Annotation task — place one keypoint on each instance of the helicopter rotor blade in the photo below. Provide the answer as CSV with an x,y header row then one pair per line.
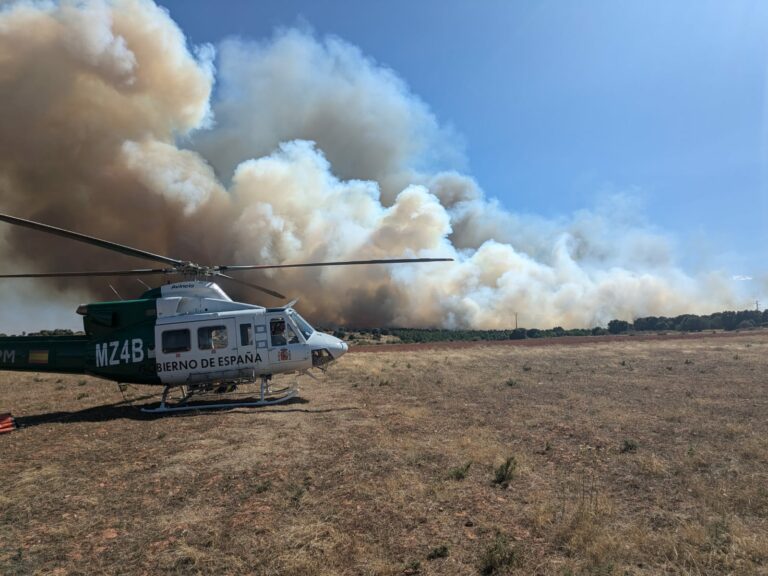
x,y
141,272
344,263
115,247
255,286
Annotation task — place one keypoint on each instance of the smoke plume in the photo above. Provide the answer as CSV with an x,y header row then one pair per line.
x,y
308,151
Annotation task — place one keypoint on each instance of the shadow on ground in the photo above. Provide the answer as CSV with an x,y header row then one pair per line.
x,y
122,410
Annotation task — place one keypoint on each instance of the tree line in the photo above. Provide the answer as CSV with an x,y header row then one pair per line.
x,y
727,320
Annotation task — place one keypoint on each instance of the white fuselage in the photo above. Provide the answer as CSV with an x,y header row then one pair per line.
x,y
201,335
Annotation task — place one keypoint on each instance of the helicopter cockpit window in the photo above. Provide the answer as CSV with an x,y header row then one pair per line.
x,y
302,324
176,341
212,337
246,334
281,332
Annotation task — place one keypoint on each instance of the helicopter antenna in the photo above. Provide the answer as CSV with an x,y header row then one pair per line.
x,y
115,291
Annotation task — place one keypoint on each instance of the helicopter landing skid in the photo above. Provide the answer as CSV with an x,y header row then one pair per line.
x,y
267,397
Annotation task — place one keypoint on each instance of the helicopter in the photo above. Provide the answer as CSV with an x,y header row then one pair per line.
x,y
187,336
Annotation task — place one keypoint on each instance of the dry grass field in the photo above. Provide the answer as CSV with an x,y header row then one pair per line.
x,y
624,457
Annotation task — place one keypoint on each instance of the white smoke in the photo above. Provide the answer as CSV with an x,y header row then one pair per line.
x,y
310,151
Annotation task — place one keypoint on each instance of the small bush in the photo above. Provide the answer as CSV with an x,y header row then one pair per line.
x,y
504,473
628,445
498,556
460,472
439,552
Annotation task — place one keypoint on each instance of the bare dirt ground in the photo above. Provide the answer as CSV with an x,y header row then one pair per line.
x,y
630,457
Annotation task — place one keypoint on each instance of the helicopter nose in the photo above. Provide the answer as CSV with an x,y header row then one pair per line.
x,y
336,347
326,348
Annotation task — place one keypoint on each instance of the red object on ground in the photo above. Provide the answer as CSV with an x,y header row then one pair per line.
x,y
7,423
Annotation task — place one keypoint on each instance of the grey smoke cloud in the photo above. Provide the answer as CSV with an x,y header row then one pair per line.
x,y
309,151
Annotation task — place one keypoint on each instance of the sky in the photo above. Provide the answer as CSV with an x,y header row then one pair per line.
x,y
559,104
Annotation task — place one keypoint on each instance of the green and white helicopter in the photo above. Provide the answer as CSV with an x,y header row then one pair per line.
x,y
188,337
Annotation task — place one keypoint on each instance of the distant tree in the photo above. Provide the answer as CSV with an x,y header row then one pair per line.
x,y
517,334
691,323
618,326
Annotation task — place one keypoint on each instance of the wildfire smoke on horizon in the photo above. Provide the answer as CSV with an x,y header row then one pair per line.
x,y
307,151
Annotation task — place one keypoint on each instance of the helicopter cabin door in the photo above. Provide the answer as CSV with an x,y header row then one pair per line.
x,y
192,352
287,349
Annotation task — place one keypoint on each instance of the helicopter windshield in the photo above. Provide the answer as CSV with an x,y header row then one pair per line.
x,y
301,324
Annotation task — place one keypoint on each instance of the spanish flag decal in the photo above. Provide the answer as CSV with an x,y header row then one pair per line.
x,y
38,356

§ §

### OBJECTIVE
Rewrite all the items above with "keypoint" changed to "marker" everywhere and nothing else altered. Leave the pictures out.

### ANSWER TO THE PROBLEM
Annotation task — place one marker on each instance of the helicopter rotor blade in the photo below. Provide the answer as CSV with an x,y header row then one pair per line.
x,y
141,272
344,263
115,247
255,286
Annotation task — place one marker on each instance of the smoke plume in the photo above. Provide the answer as CSV with an x,y header row then one pair per line.
x,y
308,151
Annotation task — place one marker on each instance of the shadow on ground in the photo above. Provide the answer as CSV with an x,y header row then one pair per line.
x,y
122,410
Annotation task — place one marker on each instance of the tree line in the photo above. Provide the answer as CSV with an x,y header row then one pair per line.
x,y
727,320
Annotation task — place one marker on each instance of the white fuselage in the photo above. Provide the answer as CSV with an x,y header row then one pair per line.
x,y
201,335
Annotation task — place one marker on each instance of the helicopter cockpit window in the photo above. Provide the answer as CSV with an x,y header row then one pair per line.
x,y
302,324
176,341
212,337
246,334
281,332
Annotation task — place one marker on each instance of the helicopter antenna in the photo above. Provide the answer as CSV with an x,y header row then one pair per line.
x,y
115,291
Annotation task — place one marker on each instance of the helicopter landing skid in the photo above. Provide the answer as CSV with an x,y header row then one pair per line.
x,y
267,397
Annotation task — place one marker on each instance of the helicopter in the photo above. Provide the answer as CSV with an x,y header row then one pair per line.
x,y
187,336
Annotation task — place one marker on each instance of the dry grass field in the photo above. Provide the answer as CSV with an x,y header row then one pair per line.
x,y
624,457
Annotation task — place one marker on each instance of the white smoke in the photo above. Provide the answer as CSV with an x,y header row then one pair per line.
x,y
310,151
Annotation task — place one marker on each instance of the small bush in the photo above. Provide the answer as CSV with an x,y header row then one pair per line.
x,y
504,473
628,445
498,556
460,472
439,552
Annotation task — place one marker on each instance of the bare dirt ground in the photo above. Provide the answer as CSV with an x,y header row then one pair per line.
x,y
630,457
Annotation task — place one marker on each instance of the helicopter nose in the photo above. Provide the answer as CSV with an x,y header row then one pair per line.
x,y
336,347
326,348
Annotation task — place one marker on each instance of the red object on ground in the photo above. Provide the answer as CSV with an x,y header row then one pair per line.
x,y
7,423
Annotation task — place one marker on each instance of the grey smoke cloud in the photo above. Provide the answer as CSV with an x,y header row then one pair per line.
x,y
309,151
Annotation task — place one marker on each instance of the sky in the photo above. Provide the answer as CSV with an x,y header row then one pair per line.
x,y
559,104
Annotation task — place one marker on each instance of the green and white helicopter in the photo above. Provide the answer as CSV with an x,y header row then one pair per line.
x,y
188,337
Annotation task — place one marker on each instance of the distant tree in the photo above. Provide the answer as CSV with an x,y header row then one pair per line.
x,y
517,334
691,323
618,326
Annotation task — place one marker on each instance of the wildfire smoke on horizon in the photo above. Provide the answer as CSV with an x,y header row then one pair per line.
x,y
307,151
Annotation task — place one marker on each instance of the helicopter cabin door in the photo above. Provide the answer as CSV with an x,y header row then one pair per line.
x,y
192,352
287,349
Annotation task — place one marker on each instance of the helicopter windshield in the photo above. Provide the answer as CSV with an x,y header row then one pair per line.
x,y
301,324
Annotation task — place one marker on each instance of the spanish flag decal in the photo above. Provide the answer as CSV with an x,y header row then one pair per line.
x,y
38,356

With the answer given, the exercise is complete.